Instruções de trabalho:
1 - Responda com base no texto para análise:
(a) De onde vêm os doentes que procuram António Travassos?
(b) Como funcionou a coroa de esclera na intervenção?
(c) Onde serão publicados os resultados do caso clínico?
2 - Copie do texto para análise o trecho que começa nas palavras "Às mãos de António" e termina logo depois de "Cirúrgico de Coimbra.".

Texto para análise:
'''

Às mãos de António Travassos chegam doentes de todo o mundo, à procura de um tratamento para os seus casos considerados sem solução. Cego dos dois olhos, Martinho Santos Martins foi um deles. Hoje sorri de felicidade.

A coroa de esclera funcionou como uma espécie de aba para se deslocar toda a córnea, sem se alterar o ângulo da câmara anterior. A manutenção do ângulo da câmara anterior evitou complicações, como o desenvolvimento de hipertensão ocular, que levariam ao insucesso da intervenção. O caso clínico bem sucedido terá os seus resultados publicados no Atlas de Oftalmologia RL- Eye, uma edição do Centro Cirúrgico de Coimbra.

'''

Material extraído:
'''

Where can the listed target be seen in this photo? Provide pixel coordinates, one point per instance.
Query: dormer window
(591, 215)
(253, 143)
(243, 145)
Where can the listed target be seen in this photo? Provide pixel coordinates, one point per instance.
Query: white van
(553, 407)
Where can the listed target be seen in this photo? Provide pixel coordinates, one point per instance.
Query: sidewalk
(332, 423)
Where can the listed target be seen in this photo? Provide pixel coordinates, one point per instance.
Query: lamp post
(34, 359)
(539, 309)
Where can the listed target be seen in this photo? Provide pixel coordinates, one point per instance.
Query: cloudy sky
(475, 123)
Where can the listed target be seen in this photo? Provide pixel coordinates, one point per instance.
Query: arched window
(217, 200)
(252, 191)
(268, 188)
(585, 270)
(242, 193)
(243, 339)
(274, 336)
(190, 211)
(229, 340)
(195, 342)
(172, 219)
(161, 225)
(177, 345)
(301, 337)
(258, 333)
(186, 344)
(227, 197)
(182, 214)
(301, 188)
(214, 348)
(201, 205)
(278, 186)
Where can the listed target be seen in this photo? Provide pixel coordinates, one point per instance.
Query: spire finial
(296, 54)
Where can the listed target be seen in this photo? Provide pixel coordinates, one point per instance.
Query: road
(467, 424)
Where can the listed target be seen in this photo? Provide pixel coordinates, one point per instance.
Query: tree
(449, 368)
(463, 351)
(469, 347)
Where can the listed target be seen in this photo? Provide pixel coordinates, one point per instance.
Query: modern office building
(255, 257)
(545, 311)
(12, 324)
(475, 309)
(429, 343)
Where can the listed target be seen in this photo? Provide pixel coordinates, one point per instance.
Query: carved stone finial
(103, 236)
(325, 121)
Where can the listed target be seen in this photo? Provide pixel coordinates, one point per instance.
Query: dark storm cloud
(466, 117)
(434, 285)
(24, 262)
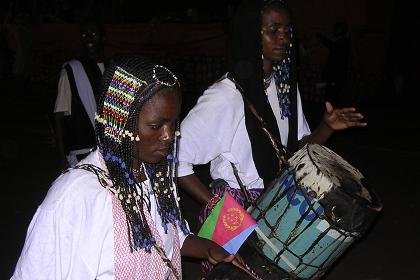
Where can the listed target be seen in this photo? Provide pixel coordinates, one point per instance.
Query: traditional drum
(313, 212)
(306, 219)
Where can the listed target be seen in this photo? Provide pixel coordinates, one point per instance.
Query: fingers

'''

Conjunto de respostas:
1 -
(a) De todo o mundo.
(b) Como uma espécie de aba para se deslocar toda a córnea, sem se alterar o ângulo da câmara anterior.
(c) No Atlas de Oftalmologia RL- Eye, uma edição do Centro Cirúrgico de Coimbra.

2 -
Às mãos de António Travassos chegam doentes de todo o mundo, à procura de um tratamento para os seus casos considerados sem solução. Cego dos dois olhos, Martinho Santos Martins foi um deles. Hoje sorri de felicidade.

A coroa de esclera funcionou como uma espécie de aba para se deslocar toda a córnea, sem se alterar o ângulo da câmara anterior. A manutenção do ângulo da câmara anterior evitou complicações, como o desenvolvimento de hipertensão ocular, que levariam ao insucesso da intervenção. O caso clínico bem sucedido terá os seus resultados publicados no Atlas de Oftalmologia RL- Eye, uma edição do Centro Cirúrgico de Coimbra.